Everything from the line containing "Where can the rocky mountain" to the last line of the records must be returned verbatim; nothing else belongs in the output.
▬▬▬▬▬▬
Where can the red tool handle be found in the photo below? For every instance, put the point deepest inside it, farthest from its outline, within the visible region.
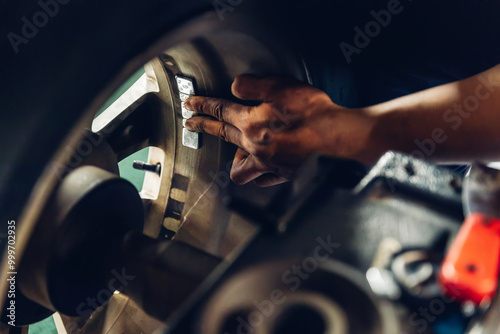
(470, 270)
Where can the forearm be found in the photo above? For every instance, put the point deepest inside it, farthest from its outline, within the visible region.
(456, 122)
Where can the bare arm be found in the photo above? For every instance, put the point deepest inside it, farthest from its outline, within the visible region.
(456, 122)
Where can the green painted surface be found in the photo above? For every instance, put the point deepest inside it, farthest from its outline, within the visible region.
(136, 177)
(133, 175)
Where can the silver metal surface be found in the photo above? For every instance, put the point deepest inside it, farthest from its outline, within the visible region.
(186, 89)
(190, 139)
(185, 85)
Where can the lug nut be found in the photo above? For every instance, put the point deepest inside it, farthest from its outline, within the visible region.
(141, 165)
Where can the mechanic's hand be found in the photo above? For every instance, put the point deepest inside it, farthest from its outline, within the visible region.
(274, 138)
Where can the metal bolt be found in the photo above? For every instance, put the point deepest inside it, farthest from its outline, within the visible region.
(141, 165)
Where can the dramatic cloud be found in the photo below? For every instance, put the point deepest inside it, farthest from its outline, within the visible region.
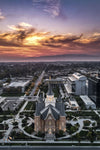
(51, 7)
(1, 16)
(25, 41)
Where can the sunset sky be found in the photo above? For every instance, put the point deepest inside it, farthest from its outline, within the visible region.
(35, 28)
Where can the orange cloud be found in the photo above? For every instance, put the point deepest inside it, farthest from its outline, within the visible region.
(25, 41)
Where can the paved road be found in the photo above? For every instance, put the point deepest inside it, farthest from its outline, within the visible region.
(49, 148)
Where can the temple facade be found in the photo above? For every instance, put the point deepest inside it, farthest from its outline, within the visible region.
(50, 114)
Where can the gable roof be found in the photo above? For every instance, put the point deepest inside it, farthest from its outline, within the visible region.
(50, 110)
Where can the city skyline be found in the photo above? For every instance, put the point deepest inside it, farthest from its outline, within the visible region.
(32, 29)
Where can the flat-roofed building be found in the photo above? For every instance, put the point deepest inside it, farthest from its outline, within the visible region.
(16, 86)
(76, 84)
(94, 90)
(88, 102)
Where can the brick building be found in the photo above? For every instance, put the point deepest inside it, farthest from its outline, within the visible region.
(50, 114)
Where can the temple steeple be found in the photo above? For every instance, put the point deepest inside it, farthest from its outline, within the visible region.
(50, 99)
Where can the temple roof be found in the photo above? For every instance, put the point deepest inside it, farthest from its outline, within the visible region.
(50, 110)
(50, 92)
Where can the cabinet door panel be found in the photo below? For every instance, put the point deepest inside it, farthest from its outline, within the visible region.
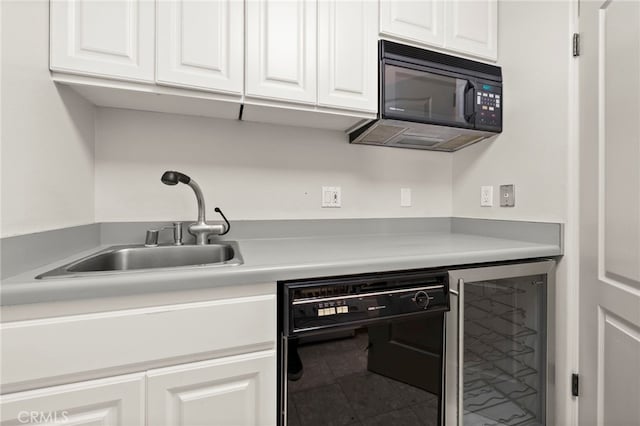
(200, 44)
(281, 50)
(113, 401)
(113, 39)
(418, 21)
(347, 54)
(238, 390)
(472, 27)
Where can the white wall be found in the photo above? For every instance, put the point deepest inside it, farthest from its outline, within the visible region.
(47, 132)
(534, 43)
(255, 171)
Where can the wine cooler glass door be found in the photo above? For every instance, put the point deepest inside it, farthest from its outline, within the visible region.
(497, 346)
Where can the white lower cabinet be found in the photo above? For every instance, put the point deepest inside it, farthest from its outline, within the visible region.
(113, 401)
(238, 390)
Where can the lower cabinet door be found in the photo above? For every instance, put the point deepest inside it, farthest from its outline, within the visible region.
(114, 401)
(233, 391)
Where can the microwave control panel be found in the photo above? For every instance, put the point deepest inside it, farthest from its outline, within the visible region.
(488, 107)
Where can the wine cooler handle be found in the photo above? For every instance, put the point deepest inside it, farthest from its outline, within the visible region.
(460, 347)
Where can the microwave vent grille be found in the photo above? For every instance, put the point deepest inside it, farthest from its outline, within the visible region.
(382, 133)
(460, 141)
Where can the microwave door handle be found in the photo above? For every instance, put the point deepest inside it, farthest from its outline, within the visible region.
(469, 96)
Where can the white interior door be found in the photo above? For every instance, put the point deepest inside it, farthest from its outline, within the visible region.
(610, 213)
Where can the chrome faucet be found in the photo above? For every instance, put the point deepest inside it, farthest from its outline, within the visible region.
(151, 239)
(200, 229)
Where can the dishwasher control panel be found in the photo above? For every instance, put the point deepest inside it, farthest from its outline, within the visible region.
(320, 304)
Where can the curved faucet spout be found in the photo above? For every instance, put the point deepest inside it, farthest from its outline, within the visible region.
(201, 229)
(200, 199)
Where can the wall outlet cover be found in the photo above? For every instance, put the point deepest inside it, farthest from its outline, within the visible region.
(507, 195)
(405, 197)
(331, 196)
(486, 196)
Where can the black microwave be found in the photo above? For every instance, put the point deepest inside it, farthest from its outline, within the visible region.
(430, 100)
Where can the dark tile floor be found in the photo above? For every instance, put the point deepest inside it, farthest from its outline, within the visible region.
(337, 389)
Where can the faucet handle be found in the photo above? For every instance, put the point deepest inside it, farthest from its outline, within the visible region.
(151, 240)
(177, 233)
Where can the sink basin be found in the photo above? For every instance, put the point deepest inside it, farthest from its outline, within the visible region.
(138, 257)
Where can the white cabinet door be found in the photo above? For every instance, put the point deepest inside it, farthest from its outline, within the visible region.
(415, 20)
(281, 50)
(239, 390)
(113, 39)
(200, 44)
(114, 401)
(471, 27)
(348, 54)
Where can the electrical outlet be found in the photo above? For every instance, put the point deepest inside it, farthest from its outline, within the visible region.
(486, 196)
(405, 197)
(331, 196)
(507, 195)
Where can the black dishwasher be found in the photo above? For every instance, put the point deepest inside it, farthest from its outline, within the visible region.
(363, 349)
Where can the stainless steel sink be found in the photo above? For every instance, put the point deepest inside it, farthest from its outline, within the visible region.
(138, 257)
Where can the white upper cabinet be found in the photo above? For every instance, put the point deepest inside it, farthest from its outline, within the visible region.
(200, 44)
(238, 390)
(348, 54)
(418, 21)
(462, 26)
(113, 39)
(472, 27)
(281, 50)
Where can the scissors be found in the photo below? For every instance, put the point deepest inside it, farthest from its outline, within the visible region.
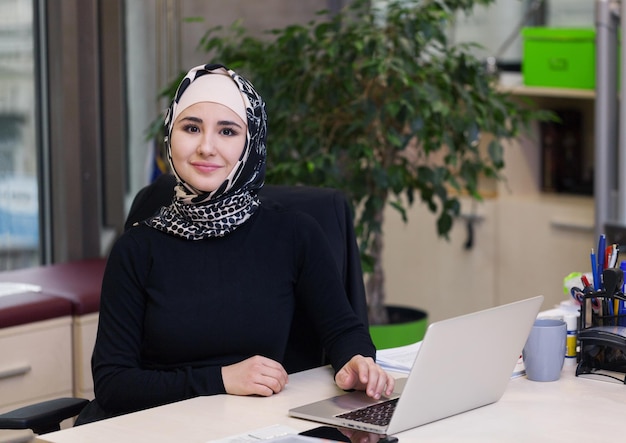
(579, 297)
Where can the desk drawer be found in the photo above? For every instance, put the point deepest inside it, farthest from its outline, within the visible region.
(35, 361)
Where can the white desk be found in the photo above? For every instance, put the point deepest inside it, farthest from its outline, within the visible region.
(569, 410)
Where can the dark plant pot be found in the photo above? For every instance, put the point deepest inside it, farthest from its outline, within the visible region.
(406, 326)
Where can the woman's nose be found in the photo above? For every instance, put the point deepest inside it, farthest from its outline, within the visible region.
(206, 145)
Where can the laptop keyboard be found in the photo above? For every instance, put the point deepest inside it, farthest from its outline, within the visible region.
(378, 414)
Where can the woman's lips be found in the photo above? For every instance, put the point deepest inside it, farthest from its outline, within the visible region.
(205, 167)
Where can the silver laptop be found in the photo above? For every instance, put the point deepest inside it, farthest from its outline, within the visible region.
(463, 363)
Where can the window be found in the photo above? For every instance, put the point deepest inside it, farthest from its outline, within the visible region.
(19, 208)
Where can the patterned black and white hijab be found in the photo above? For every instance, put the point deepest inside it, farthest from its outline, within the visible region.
(194, 214)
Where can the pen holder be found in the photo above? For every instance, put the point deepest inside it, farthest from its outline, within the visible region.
(602, 336)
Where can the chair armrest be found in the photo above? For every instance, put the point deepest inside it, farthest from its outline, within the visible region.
(43, 417)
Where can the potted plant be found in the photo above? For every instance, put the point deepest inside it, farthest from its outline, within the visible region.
(377, 102)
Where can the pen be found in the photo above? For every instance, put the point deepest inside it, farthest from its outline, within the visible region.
(594, 271)
(601, 256)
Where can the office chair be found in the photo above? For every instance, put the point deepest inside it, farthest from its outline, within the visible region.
(304, 351)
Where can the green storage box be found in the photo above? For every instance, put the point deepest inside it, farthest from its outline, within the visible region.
(559, 57)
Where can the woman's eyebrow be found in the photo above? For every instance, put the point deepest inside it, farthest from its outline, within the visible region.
(193, 119)
(229, 123)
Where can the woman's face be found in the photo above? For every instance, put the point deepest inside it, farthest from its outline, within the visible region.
(207, 141)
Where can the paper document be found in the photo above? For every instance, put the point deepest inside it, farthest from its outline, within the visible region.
(269, 433)
(398, 359)
(401, 359)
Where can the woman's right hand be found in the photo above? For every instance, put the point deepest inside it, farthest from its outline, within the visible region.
(254, 376)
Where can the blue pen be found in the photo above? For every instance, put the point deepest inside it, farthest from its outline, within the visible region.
(621, 311)
(594, 271)
(601, 253)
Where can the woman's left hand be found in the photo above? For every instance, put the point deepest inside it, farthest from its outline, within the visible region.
(362, 373)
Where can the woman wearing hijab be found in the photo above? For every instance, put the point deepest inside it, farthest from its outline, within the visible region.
(198, 299)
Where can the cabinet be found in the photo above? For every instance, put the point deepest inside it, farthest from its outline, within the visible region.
(524, 240)
(36, 365)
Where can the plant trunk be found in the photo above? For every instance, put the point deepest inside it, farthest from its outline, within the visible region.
(375, 287)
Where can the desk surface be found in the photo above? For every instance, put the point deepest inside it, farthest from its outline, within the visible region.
(572, 409)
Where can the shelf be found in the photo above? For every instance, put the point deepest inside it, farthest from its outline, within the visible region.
(537, 91)
(513, 83)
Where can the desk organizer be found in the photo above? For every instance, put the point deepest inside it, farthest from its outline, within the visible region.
(602, 336)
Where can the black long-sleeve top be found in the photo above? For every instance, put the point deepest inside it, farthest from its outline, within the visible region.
(174, 312)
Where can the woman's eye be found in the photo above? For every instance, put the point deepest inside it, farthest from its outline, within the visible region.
(191, 128)
(228, 132)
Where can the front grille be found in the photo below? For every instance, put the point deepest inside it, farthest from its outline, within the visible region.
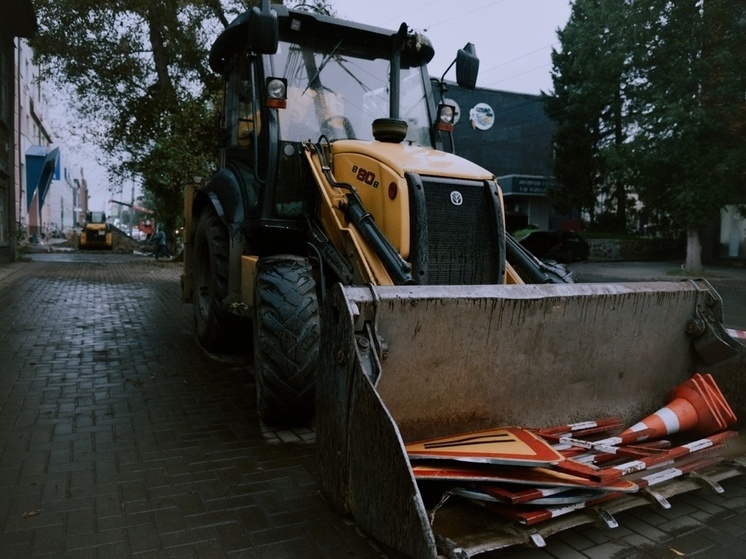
(461, 242)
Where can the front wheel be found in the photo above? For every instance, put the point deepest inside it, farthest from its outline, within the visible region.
(287, 335)
(216, 329)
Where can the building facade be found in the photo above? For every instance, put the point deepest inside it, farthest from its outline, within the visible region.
(510, 135)
(18, 21)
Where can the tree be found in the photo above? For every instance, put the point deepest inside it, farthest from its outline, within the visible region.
(688, 155)
(141, 84)
(649, 95)
(589, 77)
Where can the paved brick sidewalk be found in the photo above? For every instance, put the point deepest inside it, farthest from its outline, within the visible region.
(120, 437)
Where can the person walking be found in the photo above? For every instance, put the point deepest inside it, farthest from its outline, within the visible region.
(160, 244)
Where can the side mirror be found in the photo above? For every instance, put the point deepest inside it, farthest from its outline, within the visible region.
(264, 29)
(467, 66)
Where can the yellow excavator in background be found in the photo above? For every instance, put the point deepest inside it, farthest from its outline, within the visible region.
(372, 275)
(96, 232)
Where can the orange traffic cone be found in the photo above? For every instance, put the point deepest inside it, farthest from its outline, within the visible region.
(696, 404)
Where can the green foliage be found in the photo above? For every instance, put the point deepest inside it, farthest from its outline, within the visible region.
(141, 84)
(649, 97)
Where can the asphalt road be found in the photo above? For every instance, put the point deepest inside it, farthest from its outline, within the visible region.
(728, 281)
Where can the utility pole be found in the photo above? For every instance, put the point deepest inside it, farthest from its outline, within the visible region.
(132, 204)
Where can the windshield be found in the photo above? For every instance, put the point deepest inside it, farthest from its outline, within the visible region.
(333, 92)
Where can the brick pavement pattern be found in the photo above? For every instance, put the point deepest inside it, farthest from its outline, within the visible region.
(121, 437)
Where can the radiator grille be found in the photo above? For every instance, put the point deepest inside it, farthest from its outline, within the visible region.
(462, 240)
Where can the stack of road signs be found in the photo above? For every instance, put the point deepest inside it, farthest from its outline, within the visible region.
(534, 475)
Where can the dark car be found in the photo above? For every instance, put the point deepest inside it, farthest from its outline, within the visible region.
(561, 246)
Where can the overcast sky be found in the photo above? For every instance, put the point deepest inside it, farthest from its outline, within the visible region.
(513, 38)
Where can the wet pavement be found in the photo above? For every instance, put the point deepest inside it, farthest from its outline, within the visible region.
(121, 437)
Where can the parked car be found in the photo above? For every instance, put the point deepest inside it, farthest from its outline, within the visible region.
(560, 246)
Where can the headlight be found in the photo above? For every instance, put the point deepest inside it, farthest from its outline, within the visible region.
(446, 116)
(277, 93)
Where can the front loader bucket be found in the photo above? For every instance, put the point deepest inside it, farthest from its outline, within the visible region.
(405, 364)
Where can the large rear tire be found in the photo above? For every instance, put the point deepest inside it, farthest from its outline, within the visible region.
(287, 335)
(216, 329)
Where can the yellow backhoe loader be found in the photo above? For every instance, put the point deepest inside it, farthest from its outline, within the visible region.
(372, 274)
(96, 232)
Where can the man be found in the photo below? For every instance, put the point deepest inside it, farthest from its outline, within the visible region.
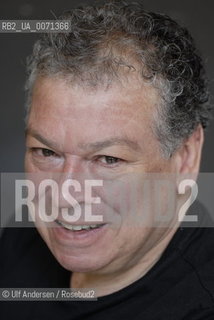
(119, 98)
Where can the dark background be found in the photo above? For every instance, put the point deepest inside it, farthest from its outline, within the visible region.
(196, 15)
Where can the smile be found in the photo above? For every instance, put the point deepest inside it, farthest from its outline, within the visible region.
(78, 227)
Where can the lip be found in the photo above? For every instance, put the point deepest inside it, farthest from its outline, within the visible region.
(80, 238)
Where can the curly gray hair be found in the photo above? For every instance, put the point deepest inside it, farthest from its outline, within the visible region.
(105, 38)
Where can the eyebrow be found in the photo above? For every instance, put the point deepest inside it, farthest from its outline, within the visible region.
(96, 146)
(39, 137)
(91, 147)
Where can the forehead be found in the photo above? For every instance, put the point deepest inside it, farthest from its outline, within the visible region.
(58, 95)
(61, 110)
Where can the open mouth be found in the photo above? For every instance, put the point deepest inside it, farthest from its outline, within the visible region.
(79, 227)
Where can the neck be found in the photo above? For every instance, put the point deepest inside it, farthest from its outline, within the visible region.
(105, 283)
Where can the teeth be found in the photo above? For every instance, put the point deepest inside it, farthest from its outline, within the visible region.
(78, 228)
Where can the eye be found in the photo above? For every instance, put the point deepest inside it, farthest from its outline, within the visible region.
(108, 160)
(43, 152)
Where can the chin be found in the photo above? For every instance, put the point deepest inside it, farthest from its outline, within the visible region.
(79, 263)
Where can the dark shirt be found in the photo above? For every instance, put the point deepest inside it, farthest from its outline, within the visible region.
(179, 286)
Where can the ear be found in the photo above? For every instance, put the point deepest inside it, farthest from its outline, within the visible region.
(188, 157)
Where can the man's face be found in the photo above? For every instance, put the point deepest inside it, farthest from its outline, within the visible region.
(104, 134)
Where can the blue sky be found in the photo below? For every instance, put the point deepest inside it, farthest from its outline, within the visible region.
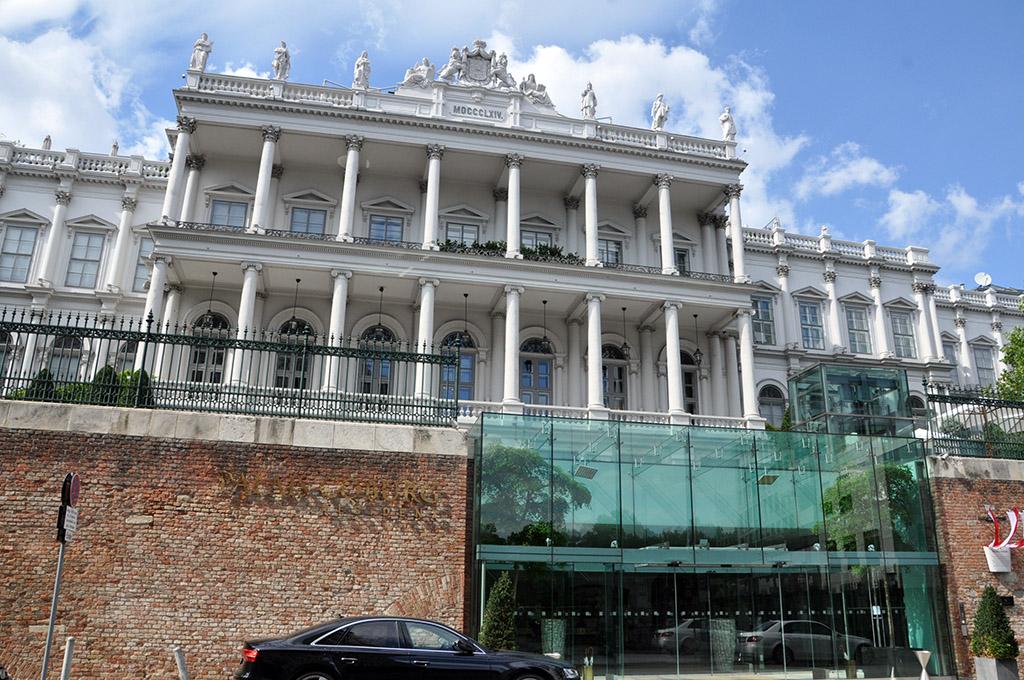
(891, 121)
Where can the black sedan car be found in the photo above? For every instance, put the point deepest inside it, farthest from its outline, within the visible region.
(389, 648)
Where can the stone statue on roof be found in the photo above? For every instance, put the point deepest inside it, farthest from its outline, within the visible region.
(201, 52)
(282, 64)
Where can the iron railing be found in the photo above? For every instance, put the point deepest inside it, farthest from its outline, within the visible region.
(971, 421)
(77, 358)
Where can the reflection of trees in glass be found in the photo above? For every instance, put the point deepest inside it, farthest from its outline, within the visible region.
(851, 506)
(522, 495)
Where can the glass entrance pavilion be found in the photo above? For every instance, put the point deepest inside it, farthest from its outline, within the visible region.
(659, 551)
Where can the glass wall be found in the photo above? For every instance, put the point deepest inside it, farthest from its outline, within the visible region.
(659, 551)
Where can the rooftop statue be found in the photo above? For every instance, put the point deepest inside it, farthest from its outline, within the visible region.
(588, 102)
(360, 75)
(421, 75)
(282, 64)
(728, 125)
(658, 113)
(535, 91)
(201, 52)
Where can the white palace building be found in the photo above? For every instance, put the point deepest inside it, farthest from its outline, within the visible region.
(585, 268)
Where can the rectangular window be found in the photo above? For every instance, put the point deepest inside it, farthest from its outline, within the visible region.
(858, 330)
(529, 239)
(984, 362)
(811, 331)
(229, 213)
(384, 227)
(609, 252)
(306, 220)
(903, 342)
(84, 265)
(15, 255)
(467, 235)
(142, 265)
(764, 322)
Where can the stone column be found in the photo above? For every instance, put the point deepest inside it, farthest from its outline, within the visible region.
(195, 164)
(643, 242)
(926, 340)
(677, 413)
(743, 316)
(336, 329)
(648, 378)
(172, 197)
(574, 360)
(434, 155)
(116, 270)
(732, 376)
(47, 261)
(736, 230)
(571, 223)
(510, 396)
(881, 336)
(664, 183)
(595, 387)
(346, 214)
(708, 249)
(262, 210)
(513, 162)
(498, 355)
(425, 334)
(589, 173)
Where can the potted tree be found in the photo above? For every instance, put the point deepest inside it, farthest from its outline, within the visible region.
(992, 641)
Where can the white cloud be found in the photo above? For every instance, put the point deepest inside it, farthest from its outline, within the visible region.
(846, 167)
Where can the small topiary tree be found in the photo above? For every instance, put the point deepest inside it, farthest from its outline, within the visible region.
(498, 628)
(992, 637)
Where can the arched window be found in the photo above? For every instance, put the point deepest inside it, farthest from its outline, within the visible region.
(462, 379)
(771, 405)
(613, 376)
(66, 358)
(292, 368)
(535, 371)
(206, 364)
(376, 374)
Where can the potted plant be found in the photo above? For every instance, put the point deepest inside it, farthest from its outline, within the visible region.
(992, 641)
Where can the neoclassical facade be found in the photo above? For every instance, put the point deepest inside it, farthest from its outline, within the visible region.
(587, 269)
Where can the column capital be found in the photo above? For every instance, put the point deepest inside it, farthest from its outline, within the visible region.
(186, 124)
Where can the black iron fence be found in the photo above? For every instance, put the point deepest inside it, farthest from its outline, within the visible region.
(971, 421)
(77, 358)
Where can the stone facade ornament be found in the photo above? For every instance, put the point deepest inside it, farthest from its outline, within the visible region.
(282, 62)
(588, 102)
(421, 75)
(658, 113)
(728, 125)
(201, 52)
(535, 91)
(360, 75)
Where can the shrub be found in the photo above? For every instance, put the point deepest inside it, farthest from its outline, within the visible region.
(992, 637)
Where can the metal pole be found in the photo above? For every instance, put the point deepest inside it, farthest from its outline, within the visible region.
(53, 612)
(179, 659)
(69, 650)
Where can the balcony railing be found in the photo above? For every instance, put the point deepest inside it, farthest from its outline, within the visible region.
(74, 358)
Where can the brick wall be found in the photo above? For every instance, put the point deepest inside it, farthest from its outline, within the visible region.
(206, 544)
(962, 489)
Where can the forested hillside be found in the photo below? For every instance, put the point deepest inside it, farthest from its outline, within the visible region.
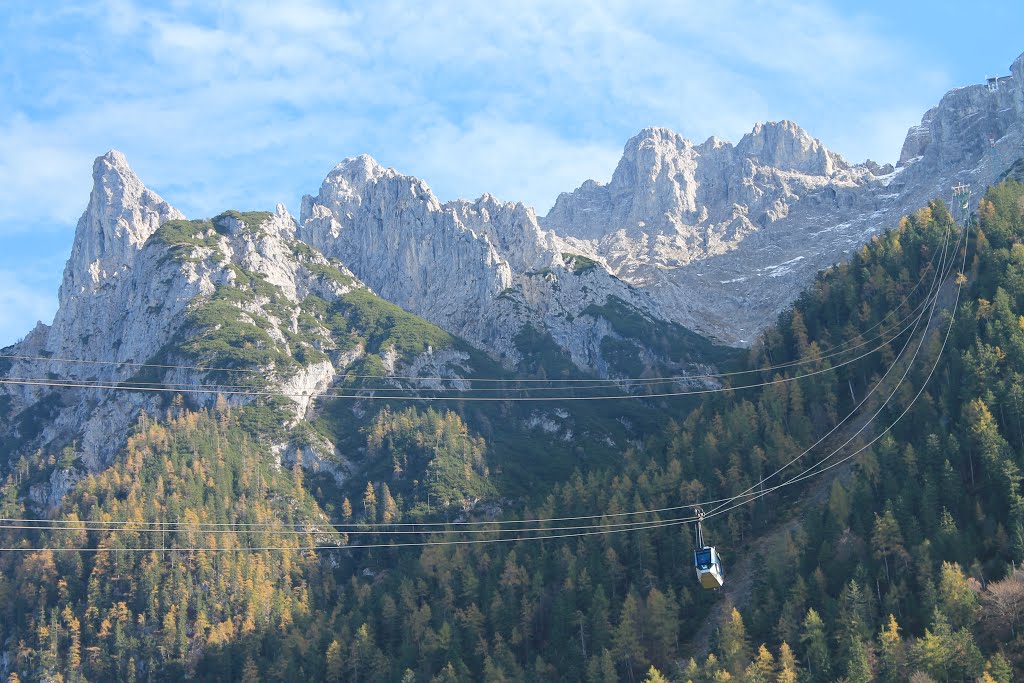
(894, 564)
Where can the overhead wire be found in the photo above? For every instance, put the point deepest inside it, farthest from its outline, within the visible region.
(817, 467)
(345, 528)
(934, 299)
(582, 381)
(600, 528)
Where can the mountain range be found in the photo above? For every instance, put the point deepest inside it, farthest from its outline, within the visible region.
(268, 374)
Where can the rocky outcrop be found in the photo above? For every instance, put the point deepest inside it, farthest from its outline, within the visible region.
(135, 291)
(724, 238)
(483, 270)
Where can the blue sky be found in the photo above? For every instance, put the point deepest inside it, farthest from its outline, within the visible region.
(221, 104)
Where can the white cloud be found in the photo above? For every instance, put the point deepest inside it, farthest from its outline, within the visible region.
(22, 304)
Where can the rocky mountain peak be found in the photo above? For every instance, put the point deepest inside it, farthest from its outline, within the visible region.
(1017, 68)
(785, 145)
(121, 215)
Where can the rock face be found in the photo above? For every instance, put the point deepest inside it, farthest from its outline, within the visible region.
(723, 238)
(135, 290)
(483, 270)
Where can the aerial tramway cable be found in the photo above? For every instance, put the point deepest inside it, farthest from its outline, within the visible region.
(592, 529)
(583, 382)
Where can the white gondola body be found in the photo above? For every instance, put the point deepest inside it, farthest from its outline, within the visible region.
(709, 566)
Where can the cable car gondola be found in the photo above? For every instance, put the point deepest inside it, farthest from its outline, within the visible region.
▬▬▬▬▬▬
### RESULT OF THE EXERCISE
Where can the rocky mountain peak be found in the photo above? For every instance, put the point deepest inside it, farthest from its outline, within the visible region.
(1017, 68)
(785, 145)
(121, 215)
Where can the rock face be found in the photo above? For every instance, put the point deepest inside it, farthest from its outline, within the visible region.
(723, 238)
(135, 290)
(483, 270)
Where can the aerial tramway cable be found in the photo above? For every instance, put the point deepest inside it, farthest from its outline, within the visible region.
(592, 529)
(583, 382)
Where can the white gondola body be found in the photo above? For every instance, put the point deepest inside it, farthest from its outline, within the visible region.
(709, 566)
Where can the cable car gondola be found in the photo above? For every instance, put the point deepest inside it, farthest from its outline, within the visible region.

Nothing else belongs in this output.